◆ **WORK REQUEST**
Nothing in the entries should change; repeat them exactly.
########
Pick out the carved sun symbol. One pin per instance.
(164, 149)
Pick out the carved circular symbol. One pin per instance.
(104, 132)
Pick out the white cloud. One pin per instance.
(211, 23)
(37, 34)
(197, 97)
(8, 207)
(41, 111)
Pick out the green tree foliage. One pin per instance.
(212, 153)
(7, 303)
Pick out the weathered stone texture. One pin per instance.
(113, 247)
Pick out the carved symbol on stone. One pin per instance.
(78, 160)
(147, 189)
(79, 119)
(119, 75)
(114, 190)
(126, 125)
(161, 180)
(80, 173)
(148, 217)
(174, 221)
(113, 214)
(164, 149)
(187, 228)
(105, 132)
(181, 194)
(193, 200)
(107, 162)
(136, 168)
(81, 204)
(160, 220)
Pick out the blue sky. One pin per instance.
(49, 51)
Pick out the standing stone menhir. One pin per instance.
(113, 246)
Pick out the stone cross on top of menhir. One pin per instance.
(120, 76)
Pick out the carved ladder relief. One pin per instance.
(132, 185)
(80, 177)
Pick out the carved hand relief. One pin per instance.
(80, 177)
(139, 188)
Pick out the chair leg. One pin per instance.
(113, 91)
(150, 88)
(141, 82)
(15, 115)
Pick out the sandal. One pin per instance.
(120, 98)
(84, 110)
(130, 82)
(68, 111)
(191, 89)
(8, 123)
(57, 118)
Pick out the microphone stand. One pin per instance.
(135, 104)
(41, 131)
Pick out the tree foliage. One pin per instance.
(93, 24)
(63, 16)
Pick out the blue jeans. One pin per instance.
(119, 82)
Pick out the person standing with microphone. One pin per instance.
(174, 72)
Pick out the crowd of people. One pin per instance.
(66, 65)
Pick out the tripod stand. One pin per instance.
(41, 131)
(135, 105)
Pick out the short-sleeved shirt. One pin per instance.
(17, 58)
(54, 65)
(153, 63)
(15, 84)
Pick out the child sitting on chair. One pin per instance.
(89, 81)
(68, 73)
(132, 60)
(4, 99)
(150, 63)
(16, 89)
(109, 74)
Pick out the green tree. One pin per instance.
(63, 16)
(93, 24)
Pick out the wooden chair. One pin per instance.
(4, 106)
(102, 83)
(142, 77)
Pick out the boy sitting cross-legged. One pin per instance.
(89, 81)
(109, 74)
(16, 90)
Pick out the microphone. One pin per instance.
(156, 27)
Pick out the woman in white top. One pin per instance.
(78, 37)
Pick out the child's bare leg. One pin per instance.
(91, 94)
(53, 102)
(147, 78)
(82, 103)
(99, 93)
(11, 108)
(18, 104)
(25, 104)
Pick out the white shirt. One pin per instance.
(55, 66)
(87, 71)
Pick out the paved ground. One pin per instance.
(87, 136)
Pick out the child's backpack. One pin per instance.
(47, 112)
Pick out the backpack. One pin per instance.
########
◆ **OUTPUT OF THE EXERCISE**
Pick out the carved sun symbol. One pin per instance.
(164, 149)
Pick out the carved circular symbol. One pin per instance.
(104, 132)
Pick out the white cloud. One pin per instance.
(211, 23)
(37, 34)
(197, 97)
(8, 207)
(41, 111)
Pick out the green tree foliage. One pin per instance.
(212, 153)
(7, 303)
Pick out the weathered stone texture. One pin per instance.
(113, 247)
Pick out the carved symbol on stone. One pin per instance.
(78, 160)
(147, 189)
(79, 119)
(119, 75)
(114, 190)
(126, 125)
(161, 180)
(80, 173)
(148, 217)
(174, 221)
(113, 214)
(164, 149)
(187, 228)
(105, 132)
(181, 194)
(193, 200)
(107, 162)
(136, 168)
(81, 204)
(160, 220)
Pick out the blue sky. One pin per instance.
(49, 51)
Pick out the standing stone menhir. One pin per instance.
(113, 246)
Pick out the stone cross on top of menhir. One pin per instance.
(120, 76)
Pick out the carved ladder relief. One pin per instance.
(132, 185)
(80, 177)
Pick out the carved hand relief. One pin per instance.
(80, 177)
(139, 188)
Pick out the chair leg. One pin per instance.
(113, 91)
(150, 88)
(141, 82)
(15, 115)
Pick out the sandal. One pin per instance.
(120, 98)
(84, 110)
(130, 82)
(68, 111)
(191, 89)
(8, 123)
(57, 118)
Pick out the microphone stand. One pin per instance.
(135, 104)
(41, 131)
Pick out the tree foliage. One pin per instance.
(93, 24)
(63, 16)
Pick out the blue jeans. One pin per instance.
(119, 82)
Pick out the person standing with microphone. One pin per instance.
(174, 72)
Pick out the crowd of people. One pin per instance.
(66, 65)
Pick out the tripod stand. One pin per instance.
(41, 131)
(135, 105)
Pick out the short-sleeved shirt. One pin per instance.
(17, 58)
(54, 65)
(153, 63)
(15, 84)
Pick out the child sitting on chair. One pin per instance.
(89, 81)
(68, 73)
(132, 60)
(4, 99)
(150, 63)
(16, 89)
(109, 74)
Pick out the green tree. One pin per instance.
(63, 16)
(93, 24)
Pick out the wooden chair. One pin per instance.
(4, 106)
(102, 83)
(142, 77)
Pick out the boy sitting cross-legged. One pin per instance.
(89, 81)
(109, 74)
(16, 90)
Pick out the microphone. One pin per instance.
(156, 27)
Pick out the woman in white top. One pin per instance.
(78, 37)
Pick out the child's bare leg. One pin per instance.
(91, 94)
(53, 102)
(147, 78)
(82, 103)
(99, 93)
(11, 108)
(18, 104)
(25, 104)
Pick out the white shirt. One pin per instance.
(55, 66)
(87, 71)
Pick out the paved ground. One pin per instance.
(87, 136)
Pick out the child's backpack. One pin per instance.
(47, 112)
Pick out the backpack. One pin per instance.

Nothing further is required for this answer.